• _Given task_: Transcribe every record that appears below, exactly and in full.

*** Given data

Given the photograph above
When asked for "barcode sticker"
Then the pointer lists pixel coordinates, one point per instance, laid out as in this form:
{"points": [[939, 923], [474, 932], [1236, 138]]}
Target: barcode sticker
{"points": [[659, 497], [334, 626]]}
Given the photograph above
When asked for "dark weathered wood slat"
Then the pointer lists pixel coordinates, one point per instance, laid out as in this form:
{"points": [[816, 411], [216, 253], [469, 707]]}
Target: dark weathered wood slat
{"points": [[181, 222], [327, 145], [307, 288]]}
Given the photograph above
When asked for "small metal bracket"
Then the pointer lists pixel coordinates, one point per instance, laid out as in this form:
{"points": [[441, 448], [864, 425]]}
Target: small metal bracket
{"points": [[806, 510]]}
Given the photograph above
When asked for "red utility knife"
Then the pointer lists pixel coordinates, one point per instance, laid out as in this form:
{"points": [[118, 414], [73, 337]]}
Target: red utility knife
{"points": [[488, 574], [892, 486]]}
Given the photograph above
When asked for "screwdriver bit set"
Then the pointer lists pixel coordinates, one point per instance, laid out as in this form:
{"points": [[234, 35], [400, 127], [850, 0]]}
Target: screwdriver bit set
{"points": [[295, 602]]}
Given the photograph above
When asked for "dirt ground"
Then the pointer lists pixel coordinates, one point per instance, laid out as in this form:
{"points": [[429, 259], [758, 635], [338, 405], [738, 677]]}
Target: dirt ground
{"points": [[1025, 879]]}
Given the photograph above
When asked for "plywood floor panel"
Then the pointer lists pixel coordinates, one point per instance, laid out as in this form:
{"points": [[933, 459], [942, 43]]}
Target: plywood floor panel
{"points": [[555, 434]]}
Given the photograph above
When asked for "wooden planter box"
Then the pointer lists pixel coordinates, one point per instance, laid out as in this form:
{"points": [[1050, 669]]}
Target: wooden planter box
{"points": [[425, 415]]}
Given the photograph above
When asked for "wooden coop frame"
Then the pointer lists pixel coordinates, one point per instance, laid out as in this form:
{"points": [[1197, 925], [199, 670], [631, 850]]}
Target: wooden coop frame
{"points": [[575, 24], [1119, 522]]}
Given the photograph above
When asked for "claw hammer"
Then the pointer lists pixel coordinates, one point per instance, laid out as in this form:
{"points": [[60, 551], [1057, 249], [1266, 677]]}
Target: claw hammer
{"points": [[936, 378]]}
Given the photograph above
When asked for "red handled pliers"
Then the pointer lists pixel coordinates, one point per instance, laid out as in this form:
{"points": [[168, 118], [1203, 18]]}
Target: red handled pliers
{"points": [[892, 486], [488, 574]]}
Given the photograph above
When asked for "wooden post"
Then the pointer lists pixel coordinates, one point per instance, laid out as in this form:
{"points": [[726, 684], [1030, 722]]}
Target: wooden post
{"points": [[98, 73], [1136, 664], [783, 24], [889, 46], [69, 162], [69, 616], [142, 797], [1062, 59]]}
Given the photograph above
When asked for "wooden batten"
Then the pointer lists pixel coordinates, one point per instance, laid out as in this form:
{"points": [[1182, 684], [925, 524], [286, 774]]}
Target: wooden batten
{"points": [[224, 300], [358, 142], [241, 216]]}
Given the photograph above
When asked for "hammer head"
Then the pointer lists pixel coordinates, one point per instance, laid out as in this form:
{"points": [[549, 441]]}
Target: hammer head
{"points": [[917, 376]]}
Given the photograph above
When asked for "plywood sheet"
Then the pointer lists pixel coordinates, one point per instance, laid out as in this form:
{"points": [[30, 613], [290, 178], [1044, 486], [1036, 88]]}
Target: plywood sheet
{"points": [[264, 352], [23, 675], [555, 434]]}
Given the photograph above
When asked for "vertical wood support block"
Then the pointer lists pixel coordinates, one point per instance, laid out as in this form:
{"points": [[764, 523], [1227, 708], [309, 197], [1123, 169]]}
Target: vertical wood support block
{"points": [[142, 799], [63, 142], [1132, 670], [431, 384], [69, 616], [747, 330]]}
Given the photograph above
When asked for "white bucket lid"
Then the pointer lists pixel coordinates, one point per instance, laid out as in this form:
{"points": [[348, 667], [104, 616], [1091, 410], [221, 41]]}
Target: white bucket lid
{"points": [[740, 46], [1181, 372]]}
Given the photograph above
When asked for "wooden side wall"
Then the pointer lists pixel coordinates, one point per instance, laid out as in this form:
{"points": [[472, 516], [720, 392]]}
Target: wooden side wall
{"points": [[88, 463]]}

******

• _Worked solution_:
Given the photograph above
When asked for "barcode sticker"
Then the pointer lists pixel coordinates, one point per instance, laid out as in this form:
{"points": [[939, 923], [474, 932], [1236, 138]]}
Target: barcode sticker
{"points": [[659, 497], [334, 626]]}
Given the photograph above
When asked for "dark weathered wood slat"
Then the pointer lists pixel coordinates, one point per instance, laid out as in this form:
{"points": [[816, 411], [216, 253], [469, 707]]}
Target: dark weathered wood slat
{"points": [[181, 222], [327, 145], [307, 288]]}
Given the photograph above
When asked for "small metal bracket"
Then the pointer lists pixel coordinates, one point per instance, laid out as in this form:
{"points": [[441, 448], [864, 425]]}
Target: small metal bracket
{"points": [[806, 510]]}
Given the photograph above
When asked for "red utility knife"
Then the pointer lists pixel coordinates, one point per instance, laid out as in this form:
{"points": [[118, 414], [73, 337]]}
Target: red utility knife
{"points": [[488, 574], [892, 486]]}
Given the photograph above
When asked for "screwdriver bit set"
Then the pointer lists pixel coordinates, one point per instance, laid out as in this form:
{"points": [[234, 35], [400, 127], [850, 0]]}
Target: screwdriver bit set
{"points": [[295, 602]]}
Given the photograph above
When asked for "dirt ground"
Then the pointer lists pixel coordinates, one point per instance, laid out as in this form:
{"points": [[429, 259], [758, 635], [338, 405], [738, 677]]}
Target: dirt ground
{"points": [[1025, 879]]}
Given the photograph above
When asked for "plywood floor panel"
Then the pointer lists pixel coordinates, one point per instance, laid out as in this form:
{"points": [[933, 459], [942, 43]]}
Target: plywood floor panel
{"points": [[555, 434]]}
Given the photograph above
When asked for "wooden planter box"
Then the pointer lists pixel coordinates, one point per instance, laid out as in this form:
{"points": [[1050, 669]]}
Target: wooden planter box
{"points": [[425, 415]]}
Given the photograph above
When asked for "wooden coop frame"
Then the pointer lists pixel coordinates, one point per instance, laid out as in this form:
{"points": [[1197, 925], [199, 670], [631, 850]]}
Target: wooden coop frame
{"points": [[575, 24], [1119, 522]]}
Given the photograph above
When asked for "claw hammer"
Then the pointer lists pixel coordinates, one point per instance, laid out as in this form:
{"points": [[60, 551], [1057, 249], [1266, 677]]}
Target: claw hammer
{"points": [[936, 378]]}
Given the photograph above
When asked for "red handled pliers"
Then the pointer lists pixel coordinates, one point per instance, laid out as in this form:
{"points": [[168, 118], [1203, 18]]}
Target: red handled pliers
{"points": [[892, 486], [488, 574]]}
Given the photograph above
When asked for "wooden post"
Then the pointer lists pixel coordinates, one point per instance, laid out as in this form:
{"points": [[726, 684], [1030, 722]]}
Target: wooden post
{"points": [[98, 73], [1136, 664], [783, 24], [889, 46], [69, 162], [69, 616], [142, 797], [1062, 59]]}
Given the photograph above
When asked for "wooden batten"
Then the pointer lists pixel coordinates, one point per instance, laid out as in this form:
{"points": [[1182, 684], [925, 524], [286, 774]]}
Target: wooden batten
{"points": [[224, 300], [358, 142], [241, 216]]}
Given the photograph above
When asked for "hammer head"
Then the pointer lists pixel coordinates, one point per instance, laid out as in this form:
{"points": [[549, 441]]}
Target: hammer head
{"points": [[917, 376]]}
Given the photograph above
When asked for "plywood sheet"
Then the pointer lists pixel coordinates, one point per instance, laid out as in this form:
{"points": [[30, 613], [290, 178], [1044, 486], [1036, 88]]}
Target: plywood sheet
{"points": [[264, 352], [23, 675], [555, 434]]}
Given the photograph above
When asked for "vertical wood support block"
Then the pointer lists pixel coordinates, one point per instance, laid out as in this form:
{"points": [[764, 523], [1227, 708], [309, 197], [1123, 169]]}
Target: vertical wood support block
{"points": [[142, 799], [63, 142], [1132, 670], [431, 384], [69, 616], [747, 330]]}
Given the photograph above
When asked for "white bucket lid"
Then the pointer lists pixel coordinates, one point per instance, laid out as in this form:
{"points": [[348, 667], [104, 616], [1091, 410], [221, 41]]}
Target: white bucket lid
{"points": [[740, 46], [1181, 372]]}
Given the photograph above
When asked for "wooden side wall"
Then the pointer lists pixel coordinates, one point per instance, laid out as in this form:
{"points": [[472, 516], [720, 392]]}
Target: wooden side wall
{"points": [[88, 463]]}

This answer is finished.